-- Directions --
Express the data below as a JSON list of strings with one string per line, leaving out blank lines.

(Shape annotation entries)

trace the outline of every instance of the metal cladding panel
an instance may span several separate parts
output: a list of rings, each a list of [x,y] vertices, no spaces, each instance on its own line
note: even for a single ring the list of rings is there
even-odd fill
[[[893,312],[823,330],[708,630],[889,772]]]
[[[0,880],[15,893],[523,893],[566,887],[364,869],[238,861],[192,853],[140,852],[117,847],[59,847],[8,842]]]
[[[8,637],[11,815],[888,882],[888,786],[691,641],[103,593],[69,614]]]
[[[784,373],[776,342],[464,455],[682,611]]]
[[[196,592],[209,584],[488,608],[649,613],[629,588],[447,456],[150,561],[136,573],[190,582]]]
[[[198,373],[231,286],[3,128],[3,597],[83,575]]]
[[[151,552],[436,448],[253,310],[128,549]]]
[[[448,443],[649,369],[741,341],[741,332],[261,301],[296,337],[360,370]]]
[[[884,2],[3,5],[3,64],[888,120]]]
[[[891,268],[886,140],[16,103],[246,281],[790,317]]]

-- Solution --
[
  "trace the outline of every instance of the metal cladding panel",
  "an instance may span several separate parts",
  "output: a list of rings, each a list of [x,y] vertices, no spaces, each instance on its own line",
  "note: even for a single ring the list of rings is there",
  "even-odd fill",
  "[[[893,312],[823,330],[708,630],[889,772]]]",
  "[[[0,880],[15,893],[523,893],[566,887],[364,869],[238,861],[192,853],[140,852],[117,847],[59,847],[8,842]]]",
  "[[[8,637],[11,815],[888,882],[888,786],[691,641],[103,593],[69,614]]]",
  "[[[784,373],[776,342],[464,455],[682,611]]]",
  "[[[196,592],[209,584],[488,608],[649,613],[629,588],[447,456],[150,561],[136,573],[190,582]]]",
  "[[[198,373],[231,286],[3,128],[3,597],[83,575]]]",
  "[[[151,552],[436,448],[253,310],[128,549]]]",
  "[[[448,443],[649,369],[741,341],[741,332],[261,301],[296,337],[360,370]]]",
  "[[[884,2],[3,5],[3,64],[888,120]]]",
  "[[[891,268],[886,140],[16,103],[246,281],[790,317]]]"
]